- SUPPLIED PASSAGE

Texas Tech University Health Sciences Center
The Fight Continues Against Alzheimer’s Disease

The Fight Continues Against Alzheimer’s Disease


In 1983, U.S. President Ronald Reagan declared November as National Alzheimer’s Disease Awareness Month to foster awareness and inspire action against Alzheimer’s disease, the most common cause of dementia among older adults. Dementia is the loss of cognitive functioning, which affects memory, behavior, problem solving, self-management and in some cases loss of emotional control and personality changes, all of which interfere with daily activities and severely affect quality of life.

Today, the fight continues.  According to the Alzheimer’s Association 2019 Alzheimer’s Disease Facts and Figures report, an estimated 5.8 million Americans are living with Alzheimer’s disease; and by 2050, this number is projected to rise to nearly 14 million Americans. Alzheimer’s disease is the sixth leading cause of death in the U.S., and the fifth leading cause of death among individuals aged 65 and older.

The causes of Alzheimer’s disease are complex and a cure remains elusive. The disease is primarily caused by the toxic accumulation of proteins (beta amyloid and tau), which interrupt connections and signaling between neurons, eventually leading to nerve cell death. As the disease progresses, damage spreads throughout the brain, impairing its functions. Over time, the brain begins to shrink.

Memory problems are typically the earliest signs of cognitive decline. According to the National Institute on Aging, someone with Alzheimer’s disease may also experience one or more of the following signs:

  • Memory loss that disrupts daily life, such as getting lost in a familiar place
  • Difficulty completing familiar tasks at home, at work or at leisure
  • Decreased or poor judgment
  • Misplacing things and being unable to retrace steps to find them
  • Changes in mood, personality or behavior

Having any of these signs does not mean you have Alzheimer’s disease. Speaking to a health care provider is always best. To learn more about the signs and symptoms of Alzheimer’s disease, visit the National Institute on Aging website.

- ASSIGNMENT
Continue the Alzheimer's disease awareness article above, picking up right after its final sentence.

- INPUT DATA
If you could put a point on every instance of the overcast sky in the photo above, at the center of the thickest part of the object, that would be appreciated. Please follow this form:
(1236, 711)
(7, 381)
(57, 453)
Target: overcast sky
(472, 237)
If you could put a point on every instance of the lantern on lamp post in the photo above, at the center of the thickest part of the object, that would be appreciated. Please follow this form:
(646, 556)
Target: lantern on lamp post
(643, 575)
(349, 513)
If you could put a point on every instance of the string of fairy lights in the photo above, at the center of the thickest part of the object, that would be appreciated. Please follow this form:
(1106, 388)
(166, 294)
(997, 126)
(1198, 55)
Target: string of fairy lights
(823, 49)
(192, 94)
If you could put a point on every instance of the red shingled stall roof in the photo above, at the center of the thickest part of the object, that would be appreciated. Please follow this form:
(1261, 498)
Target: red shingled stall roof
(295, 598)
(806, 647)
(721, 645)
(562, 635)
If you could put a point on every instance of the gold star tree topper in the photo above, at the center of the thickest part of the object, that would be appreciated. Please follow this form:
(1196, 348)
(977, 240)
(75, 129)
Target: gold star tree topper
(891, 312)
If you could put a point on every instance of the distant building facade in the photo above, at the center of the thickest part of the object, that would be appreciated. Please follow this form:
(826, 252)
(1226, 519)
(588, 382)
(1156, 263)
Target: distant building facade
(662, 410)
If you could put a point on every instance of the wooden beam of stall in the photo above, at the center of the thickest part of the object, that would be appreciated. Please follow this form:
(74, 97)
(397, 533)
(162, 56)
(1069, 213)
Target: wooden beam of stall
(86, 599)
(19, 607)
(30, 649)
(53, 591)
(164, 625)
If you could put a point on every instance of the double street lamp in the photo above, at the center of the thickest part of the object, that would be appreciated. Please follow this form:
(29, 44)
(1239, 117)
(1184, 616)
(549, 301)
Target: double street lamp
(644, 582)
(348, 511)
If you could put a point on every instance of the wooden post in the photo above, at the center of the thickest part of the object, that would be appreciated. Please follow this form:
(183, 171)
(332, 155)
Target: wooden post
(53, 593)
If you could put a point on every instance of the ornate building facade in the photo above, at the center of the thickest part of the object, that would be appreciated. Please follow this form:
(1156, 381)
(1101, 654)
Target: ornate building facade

---

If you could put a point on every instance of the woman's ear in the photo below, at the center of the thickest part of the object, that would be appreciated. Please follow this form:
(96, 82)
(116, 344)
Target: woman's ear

- ANSWER TO THE EXERCISE
Studies have shown that older age, genetics, family history, sex and gender (women are at increased risk) and race and ethnicity (African Americans and Hispanics/Latinos are at increased risk) are all non-modifiable risk factors for Alzheimer’s disease. Comorbidities, as well as environmental and lifestyle factors also play an important role. The presence of cardiovascular and metabolic conditions, including heart disease, diabetes, obesity, high blood pressure and high cholesterol, heighten the risk for Alzheimer’s disease. A healthy lifestyle, based on a heart healthy diet emphasizing fruits and vegetables, regular physical activity and social engagement can help mitigate these risk factors for cognitive decline and dementia.  

National Alzheimer’s Awareness Month is a time to also recognize and support caregivers — family members and friends who are caring for a loved one with Alzheimer’s disease.  Caregiving can be both rewarding and challenging. Among the more than 16 million caregivers in the U.S. providing unpaid care for a loved one, two-thirds of caregivers are women, while one in three caregivers are 65 years old and older. Last year, the Texas Health and Human Services released “A Profile of Informal Caregiving in Texas,” noting that caregivers report experiencing elevated stress and adverse effects on personal health and employment. Caregivers are urged to seek out support groups and respite care to help them along their journeys.

Locally, the Texas Tech University Health Sciences Center Garrison Institute on Aging is a collaborative initiative whose mission is to advance healthy aging and aging-related health issues through innovative research, education and community outreach. Visit https://www.ttuhsc.edu/centers-institutes/garrison-aging/community-outreach-education.aspx for more information.

Gabriela Arandia, Ph.D., is a research assistant professor in the Department of Pharmacology and Neuroscience and the Garrison Institute on Aging at the Texas Tech University Health Sciences Center.